→ REQUISITO A: Edite o trecho do texto sobre Marcos Nobre que abre com as palavras "Mestre e doutor" e fecha com "dá apoio incondicional.", substituindo "desafiador" por "complexo".
→ REQUISITO B: Segundo o texto sobre Marcos Nobre, de qual instituição ele é presidente?
→ REQUISITO C: Dê continuidade ao texto sobre Marcos Nobre a partir da última frase apresentada.

→ BLOCO DE TEXTO:
Por que a volta de Lula areja o ambiente e sacode o tabuleiro, mas não resolve o jogo. O possível segundo turno e o papel de Ciro Gomes. A chance desperdiçada em 2013. O golpe que a ultradireita, derrotada, tentará – e como enfrentá-lo

Por Marcos Nobre | Entrevista a Márcio Ferrari e Paulo Henrique Pompermaier

O número de mortos pelo novo coronavírus no país já passa de 300 mil, no momento mais crítico da pandemia até agora, agravado por uma crise econômica aguda e pelo aumento da pobreza. O presidente Jair Bolsonaro segue em sua estratégia de governar por vetos e para os cerca de 30% da população que o apoiam desde que tomou posse. Um núcleo menor dos apoiadores, mais fanático, forma com o Centrão e os militares um tripé de sustentação pouco homogêneo. “Bolsonaro assiste de camarote às forças se digladiarem”, afirma nesta entrevista o filósofo e cientista político Marcos Nobre. “Como é um presidente antissistema, pode delegar aos outros a função de gerir o Estado.”

Com o impeachment como possibilidade remota, Nobre vê formar-se um quadro eleitoral para 2022 que pode livrar o país de mais um mandato de Bolsonaro. O retorno do ex-presidente Luiz Inácio Lula da Silva ao cenário político sinaliza, mas não garante, uma articulação das forças democráticas visando sobretudo ao segundo turno.

Mestre e doutor em Filosofia pela Universidade de São Paulo (USP) e presidente do Centro Brasileiro de Análise e Planejamento (Cebrap), Nobre procura entender o cenário político por meio de uma análise dos movimentos dos personagens no tabuleiro institucional. Além disso, tem o trabalho desafiador de tentar compreender como pensam o presidente e o “núcleo duro” que lhe dá apoio incondicional.

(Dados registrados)
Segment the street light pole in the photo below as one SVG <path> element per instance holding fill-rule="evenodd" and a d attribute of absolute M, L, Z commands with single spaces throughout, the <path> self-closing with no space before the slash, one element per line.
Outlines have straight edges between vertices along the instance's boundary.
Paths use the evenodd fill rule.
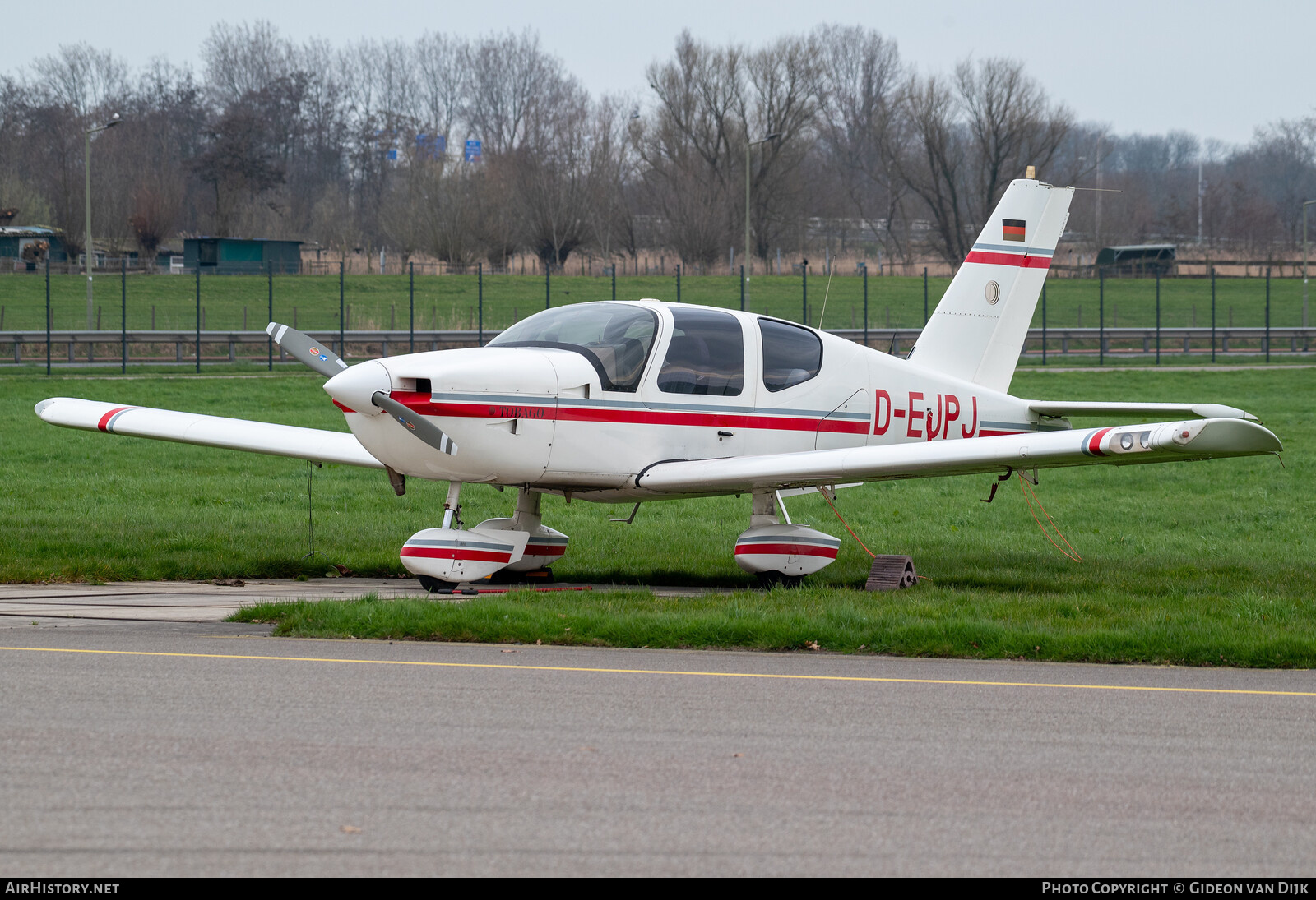
<path fill-rule="evenodd" d="M 107 128 L 114 128 L 114 125 L 118 125 L 121 121 L 122 120 L 118 117 L 118 113 L 114 113 L 114 117 L 111 118 L 104 125 L 92 125 L 86 132 L 83 132 L 83 139 L 86 141 L 86 143 L 83 145 L 83 162 L 87 166 L 87 239 L 83 243 L 86 245 L 84 257 L 87 261 L 87 329 L 88 330 L 91 329 L 91 266 L 92 261 L 96 258 L 95 257 L 96 251 L 91 242 L 91 136 L 95 134 L 96 132 L 104 132 Z"/>
<path fill-rule="evenodd" d="M 745 280 L 749 282 L 753 264 L 750 263 L 749 255 L 749 150 L 759 143 L 767 143 L 769 141 L 775 141 L 782 137 L 780 132 L 772 132 L 766 138 L 759 141 L 746 141 L 745 142 Z M 749 305 L 749 291 L 746 286 L 745 292 L 745 305 Z"/>
<path fill-rule="evenodd" d="M 1313 203 L 1316 200 L 1303 203 L 1303 328 L 1307 328 L 1307 207 Z"/>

→ ÁREA DE RESPOSTA A:
Mestre e doutor em Filosofia pela Universidade de São Paulo (USP) e presidente do Centro Brasileiro de Análise e Planejamento (Cebrap), Nobre procura entender o cenário político por meio de uma análise dos movimentos dos personagens no tabuleiro institucional. Além disso, tem o trabalho complexo de tentar compreender como pensam o presidente e o “núcleo duro” que lhe dá apoio incondicional.

→ ÁREA DE RESPOSTA B: Do Centro Brasileiro de Análise e Planejamento (Cebrap).

→ ÁREA DE RESPOSTA C:
Em maio de 2020 saiu seu e-book Ponto- final: a guerra de Bolsonaro contra a democracia, sobre a situação política no primeiro momento da pandemia. O que mudou e o que não mudou desde então?

Existia uma expectativa, no primeiro semestre de 2020, de que seria possível isolar Jair Bolsonaro e caminhar para o impeachment. Abriu-se uma janela com a queda da taxa de aprovação e o aumento da rejeição ao presidente, além de um brutal sofrimento social, uma quantidade de mortes assustadora. Mas essa expectativa não se confirmou. E o próprio livro tinha uma resposta para isso: não se formou uma coalizão anti-Bolsonaro para fazer um impeachment regenerador, como aconteceu com Fernando Collor. No caso de Dilma Rousseff, não foi regenerador; apenas continuou uma história de destruição da convivência das forças políticas do país. Além disso, claro, há a pandemia que nos impede de ir para as ruas e atrapalha a mobilização de massa.

O que mantém Bolsonaro no poder?

A estratégia de Bolsonaro de focar em um terço de aprovação dos brasileiros continua se confirmando. Na pesquisa do Datafolha de 17 de março, a desaprovação aumentou, mas, se olharmos para a taxa de aprovação, continua no mesmo lugar. Temos que explicar esse fenômeno, e não apenas os fatores que provocam a rejeição. Bolsonaro nunca pretendeu governar para a maioria. Ele mira no apoio de cerca de um terço porque é uma espécie de seguro anti-impeachment e, ao mesmo tempo, o que o garante no segundo turno em 2022. E é uma estratégia bem-sucedida. Ele conseguiu convencer essa base de apoio de que sua narrativa da pandemia faz sentido e é razoável. Quando montou o governo de guerra em abril de 2020 e expulsou [o então ministro da Justiça] Sérgio Moro do governo, perdeu parte desse terço, que depois foi recuperada e até ampliada com a criação do auxílio emergencial. Isso vai definir a política até 2022. Bolsonaro tomou medidas para que a janela do impeachment não se reabrisse, ao fazer um acordo com o núcleo do Centrão formado por partidos herdeiros da ditadura militar. Ele se preparou para uma eventual grande coalizão anti-Bolsonaro.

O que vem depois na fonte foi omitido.